■ **WHAT TO WORK ON**
In the records below, write out word for word the lines from the one containing "draw the outline of gold pole" through the one containing "[[[190,138],[199,167],[230,146],[216,42],[205,2],[192,99]]]", including both of those lines.

■ **MATERIAL PROVIDED**
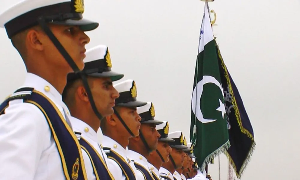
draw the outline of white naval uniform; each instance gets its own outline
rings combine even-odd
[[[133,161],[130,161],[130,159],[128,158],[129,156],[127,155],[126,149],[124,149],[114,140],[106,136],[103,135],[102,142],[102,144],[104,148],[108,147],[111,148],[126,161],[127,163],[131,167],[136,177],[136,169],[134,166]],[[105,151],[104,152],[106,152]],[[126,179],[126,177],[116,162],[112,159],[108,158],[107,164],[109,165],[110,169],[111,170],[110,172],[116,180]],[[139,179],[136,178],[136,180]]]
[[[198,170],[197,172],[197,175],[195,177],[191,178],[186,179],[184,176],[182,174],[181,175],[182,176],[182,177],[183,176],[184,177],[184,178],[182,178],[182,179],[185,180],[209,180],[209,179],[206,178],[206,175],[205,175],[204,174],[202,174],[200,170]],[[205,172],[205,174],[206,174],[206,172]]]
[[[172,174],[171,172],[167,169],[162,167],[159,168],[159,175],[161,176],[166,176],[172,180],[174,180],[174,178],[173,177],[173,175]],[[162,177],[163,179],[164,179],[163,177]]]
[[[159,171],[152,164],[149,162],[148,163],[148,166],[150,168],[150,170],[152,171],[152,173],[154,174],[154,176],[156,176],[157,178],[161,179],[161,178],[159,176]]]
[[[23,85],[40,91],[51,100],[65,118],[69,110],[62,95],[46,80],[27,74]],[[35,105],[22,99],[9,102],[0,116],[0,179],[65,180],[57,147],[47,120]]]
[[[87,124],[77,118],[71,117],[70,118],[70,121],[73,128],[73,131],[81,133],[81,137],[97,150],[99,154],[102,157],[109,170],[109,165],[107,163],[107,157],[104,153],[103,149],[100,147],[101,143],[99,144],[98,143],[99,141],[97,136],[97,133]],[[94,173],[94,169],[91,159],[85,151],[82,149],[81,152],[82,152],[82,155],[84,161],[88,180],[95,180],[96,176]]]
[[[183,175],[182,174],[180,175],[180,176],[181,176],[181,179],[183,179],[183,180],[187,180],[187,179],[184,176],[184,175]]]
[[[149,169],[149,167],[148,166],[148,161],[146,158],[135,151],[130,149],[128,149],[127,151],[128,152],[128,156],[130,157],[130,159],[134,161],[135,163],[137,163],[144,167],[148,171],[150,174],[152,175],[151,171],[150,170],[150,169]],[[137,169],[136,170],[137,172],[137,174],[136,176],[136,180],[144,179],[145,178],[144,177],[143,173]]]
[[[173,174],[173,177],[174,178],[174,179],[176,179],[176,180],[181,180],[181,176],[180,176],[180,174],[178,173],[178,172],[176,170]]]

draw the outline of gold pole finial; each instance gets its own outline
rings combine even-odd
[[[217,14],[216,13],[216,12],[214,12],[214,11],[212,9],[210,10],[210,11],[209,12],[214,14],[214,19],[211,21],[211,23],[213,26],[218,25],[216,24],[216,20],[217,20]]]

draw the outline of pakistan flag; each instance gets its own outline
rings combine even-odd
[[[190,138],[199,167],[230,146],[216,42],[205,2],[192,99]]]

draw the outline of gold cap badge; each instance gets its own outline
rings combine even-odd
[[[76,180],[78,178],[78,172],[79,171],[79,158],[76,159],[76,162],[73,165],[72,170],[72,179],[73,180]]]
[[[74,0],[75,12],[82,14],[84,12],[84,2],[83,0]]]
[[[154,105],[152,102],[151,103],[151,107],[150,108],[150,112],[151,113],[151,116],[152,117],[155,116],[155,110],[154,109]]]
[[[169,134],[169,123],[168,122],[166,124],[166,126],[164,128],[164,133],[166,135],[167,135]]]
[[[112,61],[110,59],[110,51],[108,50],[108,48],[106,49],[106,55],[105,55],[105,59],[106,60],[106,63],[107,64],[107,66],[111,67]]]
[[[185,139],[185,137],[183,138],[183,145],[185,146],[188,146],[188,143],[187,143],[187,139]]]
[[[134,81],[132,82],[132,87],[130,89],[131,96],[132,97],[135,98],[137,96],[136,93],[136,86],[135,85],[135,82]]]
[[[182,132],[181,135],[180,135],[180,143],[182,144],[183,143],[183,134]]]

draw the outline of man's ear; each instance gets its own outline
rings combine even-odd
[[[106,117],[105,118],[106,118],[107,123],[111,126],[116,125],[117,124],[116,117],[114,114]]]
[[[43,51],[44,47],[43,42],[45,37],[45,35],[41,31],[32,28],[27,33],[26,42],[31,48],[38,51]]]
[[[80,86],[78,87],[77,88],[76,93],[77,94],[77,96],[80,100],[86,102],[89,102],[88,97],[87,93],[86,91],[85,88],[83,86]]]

* * *

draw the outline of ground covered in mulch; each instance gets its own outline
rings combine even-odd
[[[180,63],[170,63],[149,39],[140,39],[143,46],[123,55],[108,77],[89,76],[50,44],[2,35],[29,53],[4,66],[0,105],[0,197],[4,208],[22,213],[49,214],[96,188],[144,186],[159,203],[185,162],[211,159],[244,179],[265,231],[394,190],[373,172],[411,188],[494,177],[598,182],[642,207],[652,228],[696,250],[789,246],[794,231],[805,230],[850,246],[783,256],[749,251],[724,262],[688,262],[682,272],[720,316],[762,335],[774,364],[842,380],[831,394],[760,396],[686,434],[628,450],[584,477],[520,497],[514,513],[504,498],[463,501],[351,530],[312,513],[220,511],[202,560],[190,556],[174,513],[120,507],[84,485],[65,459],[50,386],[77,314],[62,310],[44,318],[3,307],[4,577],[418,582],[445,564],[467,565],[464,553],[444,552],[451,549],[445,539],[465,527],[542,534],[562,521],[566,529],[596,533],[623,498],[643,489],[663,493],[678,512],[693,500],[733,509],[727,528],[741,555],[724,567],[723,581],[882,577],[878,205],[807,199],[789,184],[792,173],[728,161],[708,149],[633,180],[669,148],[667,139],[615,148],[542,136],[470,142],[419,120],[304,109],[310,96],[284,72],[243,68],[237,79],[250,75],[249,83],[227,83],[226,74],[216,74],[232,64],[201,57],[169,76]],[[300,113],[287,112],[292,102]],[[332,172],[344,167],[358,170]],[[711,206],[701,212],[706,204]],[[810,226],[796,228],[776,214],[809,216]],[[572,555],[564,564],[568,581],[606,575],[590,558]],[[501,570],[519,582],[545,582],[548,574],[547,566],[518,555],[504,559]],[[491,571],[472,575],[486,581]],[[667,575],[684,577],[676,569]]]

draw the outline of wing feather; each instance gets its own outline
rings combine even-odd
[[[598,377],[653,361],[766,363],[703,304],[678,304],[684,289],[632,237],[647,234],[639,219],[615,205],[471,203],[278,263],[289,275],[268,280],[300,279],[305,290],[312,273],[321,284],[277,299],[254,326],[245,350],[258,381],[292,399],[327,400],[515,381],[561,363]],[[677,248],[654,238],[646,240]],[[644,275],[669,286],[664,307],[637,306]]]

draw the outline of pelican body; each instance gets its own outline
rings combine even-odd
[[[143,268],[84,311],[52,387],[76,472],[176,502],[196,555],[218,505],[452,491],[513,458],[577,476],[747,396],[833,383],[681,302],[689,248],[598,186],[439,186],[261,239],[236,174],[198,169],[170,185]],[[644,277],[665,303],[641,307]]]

■ **SOLVED PROBLEM**
draw the outline of gold pole finial; each instance gets its own outline
rings combine even-odd
[[[217,14],[216,13],[216,12],[214,12],[214,11],[212,9],[210,10],[210,11],[209,12],[214,14],[214,19],[211,21],[211,23],[213,26],[218,25],[216,24],[216,20],[217,20]]]

draw the outline of pakistan flag; each instance gets its own outline
rings combine even-odd
[[[190,138],[199,167],[230,146],[216,42],[205,2],[192,99]]]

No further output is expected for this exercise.